[start]

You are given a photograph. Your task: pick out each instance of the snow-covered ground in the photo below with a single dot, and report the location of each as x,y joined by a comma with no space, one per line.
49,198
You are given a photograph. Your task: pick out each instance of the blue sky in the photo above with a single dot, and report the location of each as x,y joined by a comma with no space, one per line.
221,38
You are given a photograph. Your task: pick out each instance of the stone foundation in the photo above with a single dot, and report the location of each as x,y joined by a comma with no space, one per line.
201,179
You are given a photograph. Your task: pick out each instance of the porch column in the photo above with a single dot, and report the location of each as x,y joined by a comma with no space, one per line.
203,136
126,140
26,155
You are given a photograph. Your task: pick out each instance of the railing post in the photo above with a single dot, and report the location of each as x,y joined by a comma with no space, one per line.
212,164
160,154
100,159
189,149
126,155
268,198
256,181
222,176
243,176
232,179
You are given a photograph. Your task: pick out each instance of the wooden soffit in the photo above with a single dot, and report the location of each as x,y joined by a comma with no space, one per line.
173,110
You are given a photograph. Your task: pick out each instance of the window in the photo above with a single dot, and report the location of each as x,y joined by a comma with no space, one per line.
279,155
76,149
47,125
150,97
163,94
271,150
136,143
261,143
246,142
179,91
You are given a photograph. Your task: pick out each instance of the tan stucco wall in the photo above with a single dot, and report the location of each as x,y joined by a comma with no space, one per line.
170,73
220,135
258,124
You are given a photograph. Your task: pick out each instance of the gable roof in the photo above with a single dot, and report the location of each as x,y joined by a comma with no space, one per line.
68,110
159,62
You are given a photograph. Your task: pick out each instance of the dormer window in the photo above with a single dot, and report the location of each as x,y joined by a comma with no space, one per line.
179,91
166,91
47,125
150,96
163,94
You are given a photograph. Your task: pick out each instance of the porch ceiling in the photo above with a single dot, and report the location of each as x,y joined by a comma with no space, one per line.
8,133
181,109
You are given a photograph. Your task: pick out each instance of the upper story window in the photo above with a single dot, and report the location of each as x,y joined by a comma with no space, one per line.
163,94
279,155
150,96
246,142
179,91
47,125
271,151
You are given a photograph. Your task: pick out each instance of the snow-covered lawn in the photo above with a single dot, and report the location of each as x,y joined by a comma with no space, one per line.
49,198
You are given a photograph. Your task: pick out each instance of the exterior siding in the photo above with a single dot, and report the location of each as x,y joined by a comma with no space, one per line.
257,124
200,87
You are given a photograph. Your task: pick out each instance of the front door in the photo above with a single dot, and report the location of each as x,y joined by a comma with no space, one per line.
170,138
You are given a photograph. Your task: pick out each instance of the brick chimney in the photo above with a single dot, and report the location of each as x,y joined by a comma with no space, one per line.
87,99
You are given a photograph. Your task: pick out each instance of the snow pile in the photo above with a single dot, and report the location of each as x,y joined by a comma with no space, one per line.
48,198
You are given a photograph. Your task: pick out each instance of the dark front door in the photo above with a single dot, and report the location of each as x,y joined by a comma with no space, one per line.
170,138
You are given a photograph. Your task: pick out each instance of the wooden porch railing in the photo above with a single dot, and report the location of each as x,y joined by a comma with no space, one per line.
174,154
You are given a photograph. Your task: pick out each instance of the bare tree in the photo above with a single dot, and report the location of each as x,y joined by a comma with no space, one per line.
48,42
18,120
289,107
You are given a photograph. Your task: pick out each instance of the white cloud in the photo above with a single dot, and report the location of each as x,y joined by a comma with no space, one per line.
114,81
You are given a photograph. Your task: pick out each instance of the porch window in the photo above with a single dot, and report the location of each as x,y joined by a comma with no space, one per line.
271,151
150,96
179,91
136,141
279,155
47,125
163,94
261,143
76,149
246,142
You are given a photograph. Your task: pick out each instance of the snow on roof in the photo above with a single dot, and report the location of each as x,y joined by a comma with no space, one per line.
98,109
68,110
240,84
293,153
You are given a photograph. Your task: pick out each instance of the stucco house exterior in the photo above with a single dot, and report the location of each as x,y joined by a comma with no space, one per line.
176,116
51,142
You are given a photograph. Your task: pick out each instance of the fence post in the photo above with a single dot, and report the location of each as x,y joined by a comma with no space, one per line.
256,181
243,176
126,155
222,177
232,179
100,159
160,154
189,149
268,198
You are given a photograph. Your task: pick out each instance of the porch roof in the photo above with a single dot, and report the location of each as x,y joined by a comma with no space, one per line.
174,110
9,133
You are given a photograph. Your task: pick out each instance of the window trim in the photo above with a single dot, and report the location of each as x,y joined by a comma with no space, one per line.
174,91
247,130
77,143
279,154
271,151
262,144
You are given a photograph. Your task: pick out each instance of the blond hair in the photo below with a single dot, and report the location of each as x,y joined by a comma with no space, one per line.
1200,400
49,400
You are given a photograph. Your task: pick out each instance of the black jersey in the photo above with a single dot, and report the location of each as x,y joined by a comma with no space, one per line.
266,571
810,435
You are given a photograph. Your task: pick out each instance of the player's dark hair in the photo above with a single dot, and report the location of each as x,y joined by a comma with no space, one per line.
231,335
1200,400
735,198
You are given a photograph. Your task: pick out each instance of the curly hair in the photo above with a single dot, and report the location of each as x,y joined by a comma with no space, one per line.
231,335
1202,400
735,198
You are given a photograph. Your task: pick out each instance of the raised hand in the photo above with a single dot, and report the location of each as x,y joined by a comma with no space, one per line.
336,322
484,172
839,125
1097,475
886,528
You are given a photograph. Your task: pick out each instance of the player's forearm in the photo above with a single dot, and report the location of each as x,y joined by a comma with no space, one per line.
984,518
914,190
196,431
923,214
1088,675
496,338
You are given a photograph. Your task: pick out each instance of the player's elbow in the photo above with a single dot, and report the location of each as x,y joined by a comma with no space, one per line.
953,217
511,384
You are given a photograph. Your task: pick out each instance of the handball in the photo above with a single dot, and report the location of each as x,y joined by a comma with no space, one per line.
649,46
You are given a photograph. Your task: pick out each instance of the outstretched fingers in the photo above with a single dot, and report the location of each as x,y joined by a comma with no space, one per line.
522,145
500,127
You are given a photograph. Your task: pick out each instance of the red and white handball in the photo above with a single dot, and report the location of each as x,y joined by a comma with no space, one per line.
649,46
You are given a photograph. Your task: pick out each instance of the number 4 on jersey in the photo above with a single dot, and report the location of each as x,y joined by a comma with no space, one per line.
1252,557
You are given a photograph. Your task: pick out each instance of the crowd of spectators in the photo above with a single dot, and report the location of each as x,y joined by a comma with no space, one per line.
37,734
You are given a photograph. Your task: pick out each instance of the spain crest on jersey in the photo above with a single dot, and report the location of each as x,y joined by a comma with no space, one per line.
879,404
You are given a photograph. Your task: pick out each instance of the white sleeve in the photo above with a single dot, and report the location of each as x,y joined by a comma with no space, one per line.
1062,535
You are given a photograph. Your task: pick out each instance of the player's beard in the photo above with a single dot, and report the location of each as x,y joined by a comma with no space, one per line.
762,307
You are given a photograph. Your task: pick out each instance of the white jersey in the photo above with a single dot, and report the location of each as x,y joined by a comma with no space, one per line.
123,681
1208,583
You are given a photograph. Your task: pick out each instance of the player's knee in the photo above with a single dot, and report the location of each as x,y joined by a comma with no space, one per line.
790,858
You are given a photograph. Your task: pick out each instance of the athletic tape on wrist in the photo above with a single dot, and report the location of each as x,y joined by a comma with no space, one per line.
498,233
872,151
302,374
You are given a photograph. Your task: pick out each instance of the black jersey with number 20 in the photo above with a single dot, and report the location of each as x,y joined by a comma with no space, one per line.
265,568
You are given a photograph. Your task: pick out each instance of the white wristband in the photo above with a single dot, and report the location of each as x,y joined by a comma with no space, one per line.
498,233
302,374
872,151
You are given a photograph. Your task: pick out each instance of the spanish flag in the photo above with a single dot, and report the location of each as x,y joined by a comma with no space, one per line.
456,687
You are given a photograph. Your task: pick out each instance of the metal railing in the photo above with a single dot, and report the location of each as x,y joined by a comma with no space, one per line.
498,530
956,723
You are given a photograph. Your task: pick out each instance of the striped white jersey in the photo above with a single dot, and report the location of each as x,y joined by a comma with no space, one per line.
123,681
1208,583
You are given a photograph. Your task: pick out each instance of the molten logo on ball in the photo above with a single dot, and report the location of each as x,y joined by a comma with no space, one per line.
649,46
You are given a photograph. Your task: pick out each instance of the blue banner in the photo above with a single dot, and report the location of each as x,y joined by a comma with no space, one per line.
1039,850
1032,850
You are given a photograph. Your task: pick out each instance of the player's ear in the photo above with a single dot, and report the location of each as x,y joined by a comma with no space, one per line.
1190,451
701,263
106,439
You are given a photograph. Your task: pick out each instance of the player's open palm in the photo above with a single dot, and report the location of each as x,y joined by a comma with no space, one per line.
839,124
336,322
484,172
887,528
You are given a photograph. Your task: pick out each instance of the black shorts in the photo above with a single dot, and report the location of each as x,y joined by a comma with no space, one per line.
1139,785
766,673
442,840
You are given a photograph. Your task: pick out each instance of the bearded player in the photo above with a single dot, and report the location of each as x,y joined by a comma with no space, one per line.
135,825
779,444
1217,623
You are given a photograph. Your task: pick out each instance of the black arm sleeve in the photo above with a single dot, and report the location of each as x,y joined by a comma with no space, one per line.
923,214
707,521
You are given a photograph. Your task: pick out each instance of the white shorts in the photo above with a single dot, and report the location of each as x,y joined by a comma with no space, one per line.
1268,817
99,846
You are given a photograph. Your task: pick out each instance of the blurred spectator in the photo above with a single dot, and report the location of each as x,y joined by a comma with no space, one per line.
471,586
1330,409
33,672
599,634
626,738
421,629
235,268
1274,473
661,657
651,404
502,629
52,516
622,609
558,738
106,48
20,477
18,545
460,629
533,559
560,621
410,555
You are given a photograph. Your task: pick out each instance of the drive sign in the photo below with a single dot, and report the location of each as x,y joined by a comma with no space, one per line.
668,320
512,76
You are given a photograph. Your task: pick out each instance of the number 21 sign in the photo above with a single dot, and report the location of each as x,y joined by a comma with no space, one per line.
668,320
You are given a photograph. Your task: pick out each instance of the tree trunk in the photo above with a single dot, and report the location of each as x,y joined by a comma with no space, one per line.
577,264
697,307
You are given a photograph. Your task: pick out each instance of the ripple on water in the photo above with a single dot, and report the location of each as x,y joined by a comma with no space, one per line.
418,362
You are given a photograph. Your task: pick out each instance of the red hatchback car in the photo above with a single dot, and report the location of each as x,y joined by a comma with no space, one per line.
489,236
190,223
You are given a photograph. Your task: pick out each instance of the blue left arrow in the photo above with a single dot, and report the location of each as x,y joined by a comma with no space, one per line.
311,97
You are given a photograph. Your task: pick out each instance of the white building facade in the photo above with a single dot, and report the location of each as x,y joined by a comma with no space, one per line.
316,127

[end]

_What needs to be done:_ Every line from the one holding "of the ripple" through the final line of the listing must be echoed exactly; leave out all other lines.

_Response below:_
You are given a photograph. Your task: pick out each instance of the ripple on water in the photo above with a single dot, and report the location of each as x,y joined by a comma with no space, one per line.
418,362
You are given a photograph. Your task: pick out each instance of the red hatchback car in the photo above with a single dot, and report the location of each as x,y joined by a comma with no space, one per line.
489,236
190,223
You are given a photograph. Your task: pick out each instance of the blue left arrow in the photo above with a single dot, and report the location of each as x,y joined by a comma with no space, one per line.
311,97
You are given a photograph. Your task: pick out each instance of the white building facade in the photo above with a single dot, and report the location of each as x,y joined by a comma with no space, one per line.
316,127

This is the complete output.